Render every line of the rows below as a Markdown table with the columns Line and Content, numbering each line and skipping blank ones. Leave the pictures out of the table.

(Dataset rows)
##########

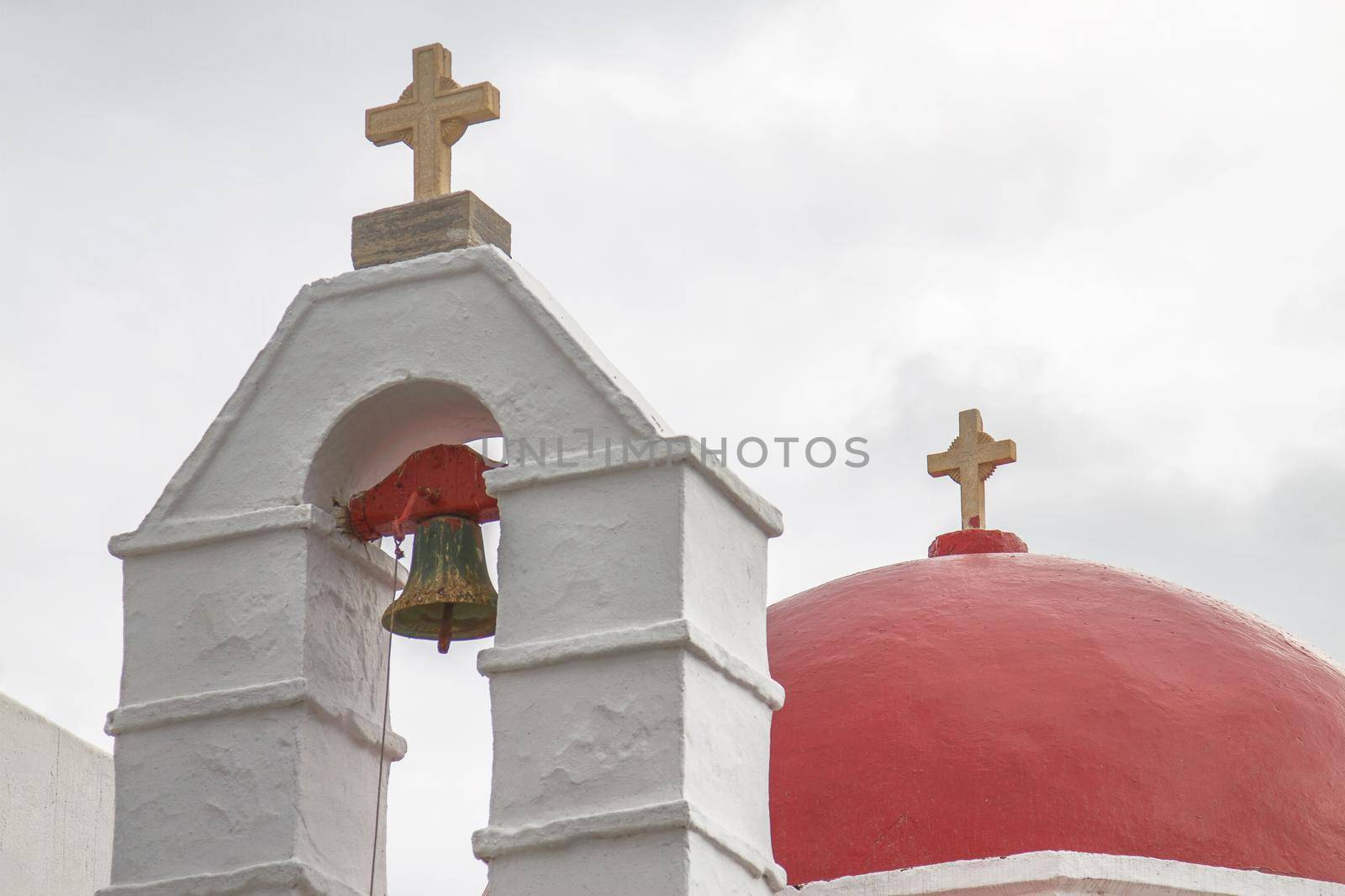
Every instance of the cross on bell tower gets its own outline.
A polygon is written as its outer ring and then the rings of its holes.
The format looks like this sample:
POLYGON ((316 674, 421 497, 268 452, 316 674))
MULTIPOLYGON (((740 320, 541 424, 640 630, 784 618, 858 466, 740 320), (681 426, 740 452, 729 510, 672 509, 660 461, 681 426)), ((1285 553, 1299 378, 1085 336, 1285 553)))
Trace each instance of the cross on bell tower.
POLYGON ((397 102, 364 110, 364 136, 377 145, 405 143, 416 153, 416 199, 449 191, 452 147, 468 125, 500 117, 500 91, 488 81, 467 87, 452 77, 443 44, 412 50, 410 85, 397 102))
POLYGON ((962 487, 962 527, 986 527, 986 479, 999 464, 1018 460, 1013 439, 995 441, 981 422, 975 408, 958 414, 958 437, 948 451, 929 455, 929 475, 948 476, 962 487))
POLYGON ((511 252, 508 221, 469 190, 449 192, 453 144, 468 126, 500 117, 500 91, 483 81, 460 86, 438 43, 412 50, 412 82, 397 102, 364 110, 364 136, 378 147, 412 148, 414 199, 355 215, 350 257, 356 268, 491 245, 511 252))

##########

**Exercise answer**
| Line | Content |
|---|---|
| 1 | Every instance of the cross on bell tower gets its own outline. |
| 2 | A polygon is written as its outer ring and then the rings of its holes. |
| 3 | The format looks like this sample: |
| 4 | POLYGON ((316 674, 421 497, 268 452, 316 674)) |
| 5 | MULTIPOLYGON (((740 320, 541 424, 640 630, 784 618, 858 466, 740 320), (681 426, 740 452, 729 510, 672 509, 660 461, 681 426)), ((1285 553, 1299 378, 1085 336, 1285 553))) |
| 6 | Trace each instance of the cross on bell tower. |
| 7 | POLYGON ((397 102, 364 110, 364 136, 377 145, 405 143, 416 153, 416 199, 449 191, 452 147, 468 125, 500 117, 500 91, 488 81, 467 87, 452 77, 443 44, 412 50, 410 85, 397 102)) |
| 8 | POLYGON ((962 487, 962 527, 986 527, 986 479, 999 464, 1018 460, 1013 439, 995 441, 981 422, 975 408, 958 414, 958 437, 948 451, 929 455, 929 475, 948 476, 962 487)) |
| 9 | POLYGON ((511 252, 508 221, 469 190, 449 192, 453 144, 468 126, 500 117, 500 91, 483 81, 460 86, 438 43, 412 50, 412 82, 397 102, 364 110, 364 136, 378 147, 412 148, 414 199, 355 215, 350 257, 356 268, 491 245, 511 252)) |